• Stated task 1
Put the records from the line that has "Where can the coat" through the line that has "[[173, 103]]" into a two-column CSV with the header request,answer. Give one row per request, holding its full text and its answer, each in a single quoted field with line breaks replaced by spaces.

• Source text
=======
# I feel so bad for INFP guys.



## livicote

Ugh, gender roles today are tough on INFP guys. We're all a victim of gender roles... I know for me, they were ingrained into my subconscious from watching Disney movies when I was young. The women were relatable and delicate while the men were mysterious, strong, and level-headed, and my brain took a hold of these ideas, made some daydreams with 'em, grew older, made some increasingly less family friendly daydreams with 'em, and voila: Even I don't want to date a guy who is too emotional or "feminine." I'm aware that it's wrong, but I can't help what's in my subconscious- and neither can the rest of the world, although I do wish they'd at least realize that their brains ARE capable of tricking them and that gender roles should be worked against, if only for the sake of these poor INFP males. 

I say this because I have been hanging out with an INFP guy recently for whom I have very conflicted feelings. I've always clicked very easily with INFP's and only been bothered by the passive-aggressive ones and the ones who are extremely unassertive. I can see shadows of this in this INFP guy, but they haven't been prevalent yet (correct use of the word prevalent?) so I really like him as a friend, and I am also sexually attracted to him but only physically- there is none of that "personality sexual attraction" of which I am so oddly and strongly capable. In fact, now that I think about it, that IS the only thing that's missing- if he were only a T, poor guy, I'd be on board. I know it really looks like I should be the better person and date him because I know it's the right thing to do, but this personality attraction thing is something I can't fake and I would just end up unhappy, which would hurt him in turn.

Man, I hope we see a lot of change in society's perception of gender roles over the next couple decades because I really do feel awful for sweet guys like him who have it so hard. (People question his sexuality regularly... I can see that he's straight, just feminine, but other people are not so perceptive.)

Anyway, this is really just me procrastinating doing my homework. HEH c:
by the way, that ^ is unedited so if it sucks, forgive me.


----------



## Cassieopeia

Why would you like him better if he were a Thinker? Then he'd be the same as you. I know there are more to people than types, but I could never date an ISFJ male or female. I just couldn't. I don't want to date a mirror-image of myself. I can only imagine how much it would suck to date someone who is as emotional as I am (and this isn't because of gender roles because I'm pansexual). I like people who have similar interests and a different but complementing personality. His Feeling would complement your Thinking well, honestly. In my opinion, relationships should be about supporting each other and /helping each other to grow/. A Feeler would balance out your Thinking and vice-versa... and that is my two cents worth on that.

On your actual point, I agree that gender roles and stereotypes are just plain stupid. I may have the personality of the stereotypical female as an ISFJ, but I don't play up to the whole role of a woman that seems to exist... at least with older people. I refuse to sit at home and be a dependent housewife and do all of the cleaning and all of the cooking for a male who would have power over me because he'd make the money. I have my own ambitions. I'm going to be a doctor, I'm going to make my own damn money, and I'm going to hold my own.
=======
• Working data
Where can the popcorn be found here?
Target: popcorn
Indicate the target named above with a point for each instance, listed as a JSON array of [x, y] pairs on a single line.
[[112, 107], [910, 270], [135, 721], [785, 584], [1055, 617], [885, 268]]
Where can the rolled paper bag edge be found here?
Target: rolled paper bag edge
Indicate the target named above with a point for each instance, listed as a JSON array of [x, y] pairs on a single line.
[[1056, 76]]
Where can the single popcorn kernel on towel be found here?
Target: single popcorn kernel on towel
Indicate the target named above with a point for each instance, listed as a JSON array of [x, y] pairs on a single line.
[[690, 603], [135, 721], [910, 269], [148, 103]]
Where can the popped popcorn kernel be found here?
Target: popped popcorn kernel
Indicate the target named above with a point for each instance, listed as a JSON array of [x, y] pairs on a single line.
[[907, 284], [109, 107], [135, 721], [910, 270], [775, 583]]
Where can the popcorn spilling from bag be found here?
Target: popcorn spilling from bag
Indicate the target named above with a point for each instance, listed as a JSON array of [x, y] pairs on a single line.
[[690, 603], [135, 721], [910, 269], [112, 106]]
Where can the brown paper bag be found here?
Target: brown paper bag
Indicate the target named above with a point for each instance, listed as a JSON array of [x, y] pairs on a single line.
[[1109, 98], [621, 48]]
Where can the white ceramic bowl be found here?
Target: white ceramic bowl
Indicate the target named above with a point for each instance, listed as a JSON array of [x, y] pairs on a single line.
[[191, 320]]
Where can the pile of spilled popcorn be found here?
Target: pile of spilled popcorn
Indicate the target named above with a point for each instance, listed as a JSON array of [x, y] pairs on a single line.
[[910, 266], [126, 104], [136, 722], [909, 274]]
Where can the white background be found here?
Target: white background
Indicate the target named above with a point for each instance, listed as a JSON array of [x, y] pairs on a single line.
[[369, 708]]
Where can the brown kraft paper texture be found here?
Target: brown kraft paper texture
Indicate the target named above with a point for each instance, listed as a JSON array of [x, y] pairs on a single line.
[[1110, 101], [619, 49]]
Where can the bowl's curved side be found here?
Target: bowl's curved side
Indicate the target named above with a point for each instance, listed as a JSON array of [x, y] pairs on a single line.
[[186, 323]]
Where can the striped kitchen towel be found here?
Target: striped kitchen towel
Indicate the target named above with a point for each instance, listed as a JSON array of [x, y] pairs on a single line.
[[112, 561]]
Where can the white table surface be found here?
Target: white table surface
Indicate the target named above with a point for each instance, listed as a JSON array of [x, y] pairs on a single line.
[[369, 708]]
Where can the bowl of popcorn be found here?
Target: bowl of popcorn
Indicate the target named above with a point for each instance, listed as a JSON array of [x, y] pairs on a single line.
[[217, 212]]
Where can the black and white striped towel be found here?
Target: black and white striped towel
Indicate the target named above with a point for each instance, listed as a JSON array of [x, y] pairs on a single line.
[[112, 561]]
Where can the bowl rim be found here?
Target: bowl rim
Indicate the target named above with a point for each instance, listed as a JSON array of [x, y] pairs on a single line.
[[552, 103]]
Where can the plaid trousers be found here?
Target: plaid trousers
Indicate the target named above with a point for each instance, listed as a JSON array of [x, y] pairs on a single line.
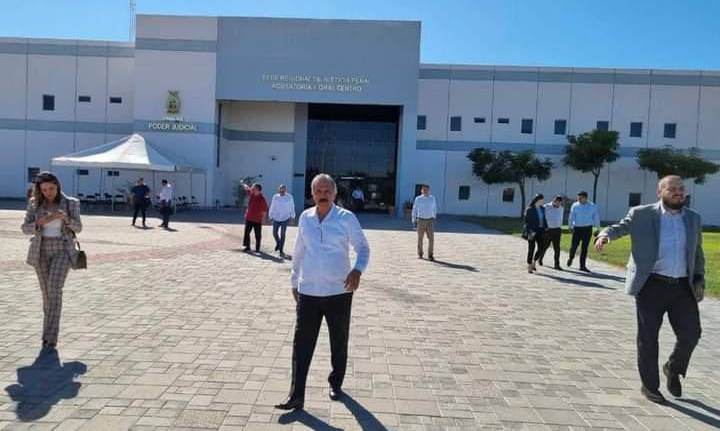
[[52, 272]]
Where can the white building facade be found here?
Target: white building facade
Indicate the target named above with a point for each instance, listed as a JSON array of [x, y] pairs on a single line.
[[281, 99]]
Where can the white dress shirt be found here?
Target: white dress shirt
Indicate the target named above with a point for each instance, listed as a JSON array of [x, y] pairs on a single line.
[[553, 215], [672, 259], [166, 193], [282, 208], [424, 207], [321, 260]]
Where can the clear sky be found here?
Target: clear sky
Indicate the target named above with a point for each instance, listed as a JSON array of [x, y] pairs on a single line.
[[667, 34]]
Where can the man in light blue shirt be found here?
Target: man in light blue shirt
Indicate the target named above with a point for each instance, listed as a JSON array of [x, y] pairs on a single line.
[[323, 282], [583, 217]]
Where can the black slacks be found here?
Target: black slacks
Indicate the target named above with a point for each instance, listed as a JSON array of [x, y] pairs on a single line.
[[581, 236], [310, 312], [552, 236], [252, 226], [535, 253], [656, 298]]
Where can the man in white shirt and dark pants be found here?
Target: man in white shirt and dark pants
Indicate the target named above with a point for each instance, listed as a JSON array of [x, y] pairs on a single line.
[[424, 212], [553, 215], [323, 283], [665, 274], [282, 210]]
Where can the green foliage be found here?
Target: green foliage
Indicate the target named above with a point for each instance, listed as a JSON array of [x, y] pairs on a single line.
[[671, 161]]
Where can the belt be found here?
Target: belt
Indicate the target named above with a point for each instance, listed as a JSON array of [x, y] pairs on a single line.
[[669, 280]]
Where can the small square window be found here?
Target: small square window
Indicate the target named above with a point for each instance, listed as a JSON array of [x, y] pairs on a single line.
[[455, 124], [464, 193], [48, 102], [670, 130], [508, 194], [32, 173], [526, 126], [422, 122], [634, 199]]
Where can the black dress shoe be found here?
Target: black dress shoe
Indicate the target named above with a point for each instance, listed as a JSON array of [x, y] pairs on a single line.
[[291, 404], [654, 396], [673, 381], [334, 393]]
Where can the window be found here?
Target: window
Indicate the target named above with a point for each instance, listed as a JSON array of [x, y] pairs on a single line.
[[526, 126], [464, 193], [670, 130], [48, 102], [422, 122], [32, 173], [455, 124], [634, 199], [508, 194]]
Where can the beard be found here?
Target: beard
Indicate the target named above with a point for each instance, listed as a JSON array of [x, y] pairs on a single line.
[[673, 205]]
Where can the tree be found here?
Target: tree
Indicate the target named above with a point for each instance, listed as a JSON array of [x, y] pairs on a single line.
[[590, 151], [509, 167], [671, 161]]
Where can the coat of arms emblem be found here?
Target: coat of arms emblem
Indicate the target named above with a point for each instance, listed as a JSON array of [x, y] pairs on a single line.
[[173, 103]]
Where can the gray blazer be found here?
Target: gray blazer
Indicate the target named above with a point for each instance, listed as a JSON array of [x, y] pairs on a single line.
[[642, 223], [30, 227]]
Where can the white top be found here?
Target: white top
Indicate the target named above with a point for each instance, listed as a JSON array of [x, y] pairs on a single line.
[[672, 259], [358, 194], [424, 207], [282, 208], [53, 229], [321, 260], [166, 193], [582, 215], [553, 215]]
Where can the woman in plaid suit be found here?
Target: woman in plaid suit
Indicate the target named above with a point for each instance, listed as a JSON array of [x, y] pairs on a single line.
[[53, 219]]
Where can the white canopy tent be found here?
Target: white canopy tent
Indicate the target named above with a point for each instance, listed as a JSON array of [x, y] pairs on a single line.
[[131, 153]]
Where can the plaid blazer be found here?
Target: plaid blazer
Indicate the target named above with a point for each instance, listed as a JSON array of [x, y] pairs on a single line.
[[30, 227]]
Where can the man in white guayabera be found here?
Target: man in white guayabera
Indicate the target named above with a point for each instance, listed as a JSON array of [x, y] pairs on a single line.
[[323, 283]]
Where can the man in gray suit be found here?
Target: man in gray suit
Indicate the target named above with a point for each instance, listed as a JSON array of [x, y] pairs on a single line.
[[665, 273]]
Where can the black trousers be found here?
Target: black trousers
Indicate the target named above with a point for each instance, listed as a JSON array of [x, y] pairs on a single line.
[[552, 236], [536, 246], [165, 211], [581, 234], [250, 226], [137, 210], [310, 312], [656, 298]]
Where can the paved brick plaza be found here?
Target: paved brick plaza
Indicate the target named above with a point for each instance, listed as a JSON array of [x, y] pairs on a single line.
[[180, 330]]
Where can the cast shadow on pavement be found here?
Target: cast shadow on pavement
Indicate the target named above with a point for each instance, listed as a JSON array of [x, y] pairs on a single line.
[[366, 420], [43, 384]]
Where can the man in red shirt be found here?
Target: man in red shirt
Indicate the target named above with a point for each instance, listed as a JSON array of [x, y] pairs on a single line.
[[257, 208]]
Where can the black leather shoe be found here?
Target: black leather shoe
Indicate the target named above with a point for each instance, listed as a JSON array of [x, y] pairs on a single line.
[[654, 396], [291, 404], [673, 381], [334, 393]]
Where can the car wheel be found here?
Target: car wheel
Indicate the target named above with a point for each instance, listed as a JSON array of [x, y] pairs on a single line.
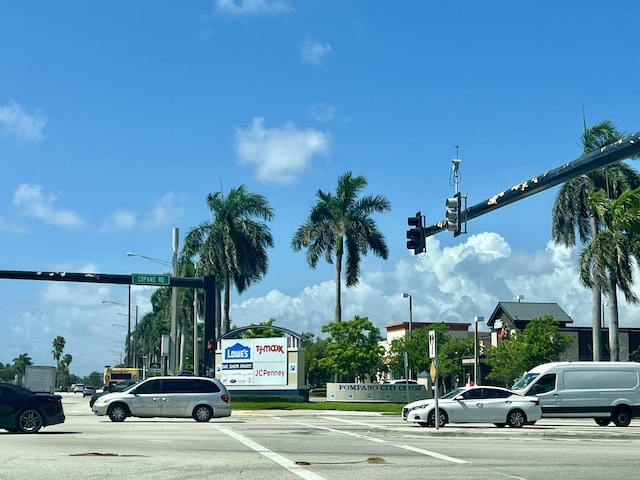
[[516, 419], [29, 421], [621, 417], [117, 413], [202, 413], [431, 419]]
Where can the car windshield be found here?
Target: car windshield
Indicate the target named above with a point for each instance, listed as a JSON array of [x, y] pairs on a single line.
[[524, 381], [453, 393]]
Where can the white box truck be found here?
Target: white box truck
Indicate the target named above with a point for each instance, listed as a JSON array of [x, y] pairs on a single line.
[[605, 391], [40, 378]]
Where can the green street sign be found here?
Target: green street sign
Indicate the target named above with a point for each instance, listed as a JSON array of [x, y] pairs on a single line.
[[150, 279]]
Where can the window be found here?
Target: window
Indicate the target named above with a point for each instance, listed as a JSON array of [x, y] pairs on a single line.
[[580, 380], [150, 387], [495, 393], [546, 384], [472, 394], [617, 379], [174, 385]]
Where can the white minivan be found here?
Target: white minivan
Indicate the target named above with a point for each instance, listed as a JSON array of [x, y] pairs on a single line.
[[604, 391]]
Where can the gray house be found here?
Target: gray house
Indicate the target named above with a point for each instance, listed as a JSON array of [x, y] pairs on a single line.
[[516, 315]]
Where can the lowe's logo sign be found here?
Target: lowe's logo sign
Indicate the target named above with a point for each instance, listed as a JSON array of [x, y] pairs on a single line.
[[237, 352]]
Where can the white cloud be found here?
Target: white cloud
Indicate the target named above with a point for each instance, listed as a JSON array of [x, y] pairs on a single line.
[[252, 7], [313, 52], [120, 220], [451, 284], [322, 112], [7, 226], [280, 155], [34, 203], [166, 211], [17, 122]]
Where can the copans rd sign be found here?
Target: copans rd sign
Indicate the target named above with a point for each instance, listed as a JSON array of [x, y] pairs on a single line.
[[150, 279]]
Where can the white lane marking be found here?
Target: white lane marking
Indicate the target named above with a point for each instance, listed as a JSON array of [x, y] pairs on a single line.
[[429, 453], [270, 454]]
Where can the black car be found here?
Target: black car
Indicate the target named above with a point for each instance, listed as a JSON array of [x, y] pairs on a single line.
[[22, 410], [116, 387]]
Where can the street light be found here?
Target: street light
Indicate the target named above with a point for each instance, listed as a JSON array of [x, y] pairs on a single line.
[[166, 263], [174, 298], [408, 295], [128, 342], [476, 357]]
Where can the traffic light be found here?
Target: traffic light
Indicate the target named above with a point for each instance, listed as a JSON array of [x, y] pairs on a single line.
[[453, 214], [415, 234]]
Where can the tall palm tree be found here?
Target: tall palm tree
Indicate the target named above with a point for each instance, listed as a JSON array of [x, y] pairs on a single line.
[[233, 246], [608, 261], [58, 347], [571, 215], [343, 222], [21, 362]]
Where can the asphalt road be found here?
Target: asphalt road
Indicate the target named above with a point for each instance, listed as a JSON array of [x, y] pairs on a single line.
=======
• Stated task 2
In the thread about INFP guys, what does Cassieopeia say she is going to be?

• Written solution 1
request,answer
"Where can the coat of arms emblem be found here? Target: coat of arms emblem Indicate the target named above with a point for each instance, listed as a JSON array of [x, y] pairs on a single line.","[[173, 103]]"

• Written solution 2
A doctor.